- TO DO -
**a)** In the Cadence amplifier thread, which tweeters does GLN305 plan to run with the amps?
**b)** Supply what follows the final line of the Cadence amplifier thread.

- PAGE TEXT -
---------------

# Cadence SQA-1 and SQA-4 internal pictures



## GLN305 (Nov 2, 2007)

I just received my wife's Cadence SQA-1 and SQA-4 amps for the people at Cadence. Ultra fast shipping allows me to take these pictures sooner than expected!

SQA-1









SQA-4









Judging by the internals, the power ratings don't seem too far off. I have seen comparably rated amps that have similar internals. Either way, very cheap power under $200 for the pair of amps shipped brand new from Cadence!


----------



## sundownz (Apr 13, 2007)

What are the power ratings on those models anyway ?


----------



## t3sn4f2 (Jan 3, 2007)

sundownz said:


> What are the power ratings on those models anyway ?


http://www.cadencestore.com/ProductCart/pc/viewCategories.asp?idCategory=125


----------



## Griffith (Jul 10, 2008)

So how do you like the sound it produces?


----------



## GLN305 (Nov 2, 2007)

Griffith said:


> So how do you like the sound it produces?


I'll let you know when they get installed. They will be running an Atomic Quantum 10D, Image Dynamics OEM mids and Dynaudio MD100 tweets, should be fun!


----------



## Oliver (Jun 25, 2007)

Looks like about 1,100 watts , depending on whether the sub is dvc 2 ohm or dvc 4 ohm

nice sub  [ SPL ]


----------



## 97P72 (Sep 15, 2008)

GLN305 said:


> I'll let you know when they get installed. They will be running an Atomic Quantum 10D, Image Dynamics OEM mids and Dynaudio MD100 tweets, should be fun!


Hi, 
I'm looking at some cadence amps. how did they work out for you?

Thanks,


----------



## theRESONANCE (Aug 28, 2008)

wow two TXA-6004's would do me justice..
Perfect for both my Mids / Sub..They dont really have much adjustments for Hi/Low pass filters though..

i'm real interested in how these perform..

http://www.cadencestore.com/ProductCart/pc/viewPrd.asp?idcategory=125&idproduct=385


----------



## 97P72 (Sep 15, 2008)

---------------

- EXTRACTED ENTRIES -
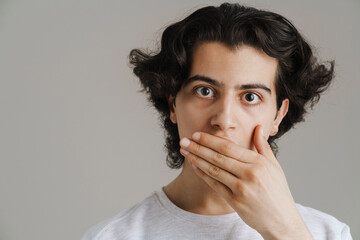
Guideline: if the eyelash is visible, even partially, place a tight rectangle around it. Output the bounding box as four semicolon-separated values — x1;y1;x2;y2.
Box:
193;86;263;105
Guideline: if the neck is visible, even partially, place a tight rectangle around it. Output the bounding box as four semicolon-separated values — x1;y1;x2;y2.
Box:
164;160;234;215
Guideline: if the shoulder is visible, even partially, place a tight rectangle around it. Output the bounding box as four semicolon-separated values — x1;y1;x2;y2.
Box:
296;203;352;240
82;193;159;240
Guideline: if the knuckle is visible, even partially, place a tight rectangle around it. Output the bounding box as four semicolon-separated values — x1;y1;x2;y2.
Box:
192;143;201;154
235;181;248;198
199;134;209;145
208;165;220;177
214;153;225;165
245;164;261;182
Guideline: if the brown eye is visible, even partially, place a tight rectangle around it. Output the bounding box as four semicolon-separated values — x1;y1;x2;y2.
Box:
196;87;214;98
242;92;261;104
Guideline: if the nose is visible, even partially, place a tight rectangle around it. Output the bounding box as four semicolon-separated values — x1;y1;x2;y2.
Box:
210;96;236;132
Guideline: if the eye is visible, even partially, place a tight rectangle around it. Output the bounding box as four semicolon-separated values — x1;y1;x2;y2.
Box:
195;87;214;98
241;92;261;105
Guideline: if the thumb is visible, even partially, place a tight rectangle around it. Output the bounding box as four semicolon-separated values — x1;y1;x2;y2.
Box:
253;125;274;158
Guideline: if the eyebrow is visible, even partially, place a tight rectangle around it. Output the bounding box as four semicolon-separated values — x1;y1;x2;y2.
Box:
184;75;271;94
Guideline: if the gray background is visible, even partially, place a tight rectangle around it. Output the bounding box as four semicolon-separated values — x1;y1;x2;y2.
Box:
0;0;360;240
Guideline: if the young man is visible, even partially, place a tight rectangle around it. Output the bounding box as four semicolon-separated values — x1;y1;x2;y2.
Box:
83;4;351;240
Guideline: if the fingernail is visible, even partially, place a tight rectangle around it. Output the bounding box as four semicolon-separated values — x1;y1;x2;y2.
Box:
180;148;189;155
180;138;190;147
260;127;265;137
192;132;200;141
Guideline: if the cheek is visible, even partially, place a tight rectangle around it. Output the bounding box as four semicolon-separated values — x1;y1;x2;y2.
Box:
176;101;207;138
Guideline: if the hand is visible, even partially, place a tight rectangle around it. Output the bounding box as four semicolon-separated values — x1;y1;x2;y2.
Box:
180;126;312;240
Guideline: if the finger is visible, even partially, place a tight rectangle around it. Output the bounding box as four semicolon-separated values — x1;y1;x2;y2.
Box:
188;158;233;201
192;132;257;163
180;138;244;176
180;150;239;192
253;125;275;163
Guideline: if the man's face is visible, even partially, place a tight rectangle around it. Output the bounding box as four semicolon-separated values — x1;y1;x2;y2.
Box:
169;42;288;150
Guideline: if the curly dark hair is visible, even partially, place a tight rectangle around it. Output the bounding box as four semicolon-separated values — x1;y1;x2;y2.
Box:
129;3;334;168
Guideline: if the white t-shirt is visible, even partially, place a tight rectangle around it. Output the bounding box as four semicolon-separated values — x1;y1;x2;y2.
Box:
82;189;352;240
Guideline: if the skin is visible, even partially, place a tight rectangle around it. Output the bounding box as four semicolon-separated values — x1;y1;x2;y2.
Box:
164;42;312;240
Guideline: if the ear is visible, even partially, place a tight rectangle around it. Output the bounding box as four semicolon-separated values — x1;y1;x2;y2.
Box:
270;98;289;136
168;95;177;124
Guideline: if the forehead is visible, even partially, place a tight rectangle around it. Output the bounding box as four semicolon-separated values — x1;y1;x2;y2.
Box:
189;42;278;90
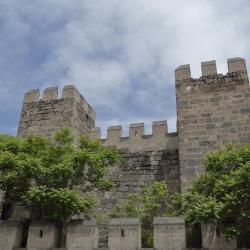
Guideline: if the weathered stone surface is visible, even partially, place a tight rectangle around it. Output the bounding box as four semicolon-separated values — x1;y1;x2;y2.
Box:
154;217;186;250
0;220;22;250
18;86;95;137
27;221;59;249
66;220;98;250
176;58;250;191
108;218;141;250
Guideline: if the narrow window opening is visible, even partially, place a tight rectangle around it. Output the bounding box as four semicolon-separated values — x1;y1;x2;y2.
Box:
39;230;43;238
216;227;220;237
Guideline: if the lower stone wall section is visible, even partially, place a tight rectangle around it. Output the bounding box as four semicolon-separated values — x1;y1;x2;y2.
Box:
99;149;180;211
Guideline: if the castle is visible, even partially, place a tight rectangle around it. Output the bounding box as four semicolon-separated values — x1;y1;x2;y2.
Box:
0;58;250;250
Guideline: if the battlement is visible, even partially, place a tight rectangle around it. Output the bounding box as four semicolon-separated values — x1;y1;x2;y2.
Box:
24;85;96;120
175;57;249;91
17;85;96;137
90;121;177;152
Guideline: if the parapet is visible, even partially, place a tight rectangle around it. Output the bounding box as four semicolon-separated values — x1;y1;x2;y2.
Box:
90;121;177;152
175;57;249;90
24;85;96;120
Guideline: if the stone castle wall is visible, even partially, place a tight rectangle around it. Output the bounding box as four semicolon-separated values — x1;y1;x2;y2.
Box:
175;58;250;191
15;58;250;199
17;85;95;137
90;121;180;210
10;58;250;250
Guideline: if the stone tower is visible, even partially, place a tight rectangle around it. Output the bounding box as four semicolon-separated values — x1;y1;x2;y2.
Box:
17;85;95;137
175;58;250;191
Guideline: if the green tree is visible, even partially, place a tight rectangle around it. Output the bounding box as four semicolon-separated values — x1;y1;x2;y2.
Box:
111;181;168;247
172;144;250;238
0;129;119;221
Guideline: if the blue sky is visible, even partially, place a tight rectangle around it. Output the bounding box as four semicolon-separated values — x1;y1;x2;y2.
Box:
0;0;250;136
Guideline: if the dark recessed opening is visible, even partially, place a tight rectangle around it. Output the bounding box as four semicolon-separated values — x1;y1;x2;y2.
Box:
216;227;220;237
39;230;43;238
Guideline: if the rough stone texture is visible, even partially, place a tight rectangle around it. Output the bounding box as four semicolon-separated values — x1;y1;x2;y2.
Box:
0;220;22;250
18;86;95;140
66;220;98;250
108;218;141;250
95;147;180;214
154;217;186;250
90;121;180;210
176;58;250;191
27;222;59;250
201;224;237;249
90;121;178;152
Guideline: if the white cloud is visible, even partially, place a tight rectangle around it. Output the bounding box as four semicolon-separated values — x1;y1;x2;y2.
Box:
0;0;250;134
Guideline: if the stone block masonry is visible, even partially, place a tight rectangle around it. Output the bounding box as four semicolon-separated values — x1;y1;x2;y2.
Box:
90;121;180;210
175;58;250;191
17;85;95;137
12;55;250;250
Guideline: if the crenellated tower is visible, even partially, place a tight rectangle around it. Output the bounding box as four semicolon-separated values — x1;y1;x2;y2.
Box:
18;85;95;137
175;58;250;191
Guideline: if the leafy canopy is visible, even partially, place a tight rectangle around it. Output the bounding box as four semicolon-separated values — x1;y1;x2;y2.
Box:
0;129;119;220
111;181;168;247
172;144;250;238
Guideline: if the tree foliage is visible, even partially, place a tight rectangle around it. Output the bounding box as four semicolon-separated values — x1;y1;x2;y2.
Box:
111;181;168;247
172;144;250;238
0;129;119;221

---------------

- WRITTEN RESPONSES -
**a)** Dynaudio MD100 tweeters.

**b)**
GLN305 said:


> I'll let you know when they get installed. They will be running an Atomic Quantum 10D, Image Dynamics OEM mids and Dynaudio MD100 tweets, should be fun!



Still waiting to hear how the finished install came out?


----------



## James Bang (Jul 25, 2007)

I haven't installed my set yet, but here's my initial impressions



James Bang said:


> I noticed that the SQA-1 has full-range output as stated earlier, but it doesn't have a SSF. It wouldn't be a problem if you're going sealed or have a processor.
> 
> The plastic ends seems to be a little flimsy, but stiff enough to hold if mounted vertically. If one were to overdrill when mounting, it may crack. Other than that, I'm liking the qualityrice ratio. Great value.
> 
> ...


----------



## 97P72 (Sep 15, 2008)

I purcashed a TXA-3002 yesterday on ebay direct from cadence. I was listed $129 buy it now/make offer I offer $99 and scored. I listing the specs so others won't have to go look it up. 
4 Ohm RMS Power: 2 x 150 Watts @ 13.8 Volts
2 Ohm RMS Power: 2 x 300 Watts @ 13.8 Volts
4 Ohm Bridged RMS Power: 1 x 600 Watts @ 13.8 Volts
Frequency Response: 20Hz - 30kHz
Damping Factor: >200 @ 100Hz
S/N Ratio: >100 db
Channel Seperation: >65dB
Minimum THD: <0.05%
Dimensions: 17" x 9.2" x 2.12"
FEATURES:
High Speed Mosfet Power Supply
Studio Grade Bipolar Output Stage Transistors
Fully Adjustable 18dB/Octave Crossover 
Fully Adjustable Bass and Treble EQ Controls
Adjustable Input Gain 170mV-5V
Ultra Reflective Chrome Top Cover
2 Ohm Stereo Stable
4 Ohm Mono Bridgeable
Power and Protection LED Indicators
Full IC Controlled Protection Circuitry
Mute and Soft Delay Circuitry
Lucite Encapsulated Terminals
Brand New!
Not bad for $99 huh?
I'm also Looking @ TXA-750D for $149 in the outlet store.
If anyone has experience with the TXA-750 how about posting some comments?

Thanks,


----------



## ChadR (Oct 13, 2008)

Sure doesn't seem to be a whole lot of feedback on actual sound yet on these SQA amps...

Anyone have any idea how they compare to Profile California series amps which appears to be another budget friendly amp series?

I'm currently looking at picking up a couple of budget friendly amps and am looking between these two brands/series.

This would be for a car application and marine (though the marine would be protected so I'm not worried about it being marine rated).

Thanks


----------



## Kahooli (Oct 17, 2007)

I'm certain anything cadence makes will be superior to profile.


----------



## ChadR (Oct 13, 2008)

Anyone know if the SQA or TXA series of amps have RCA outputs?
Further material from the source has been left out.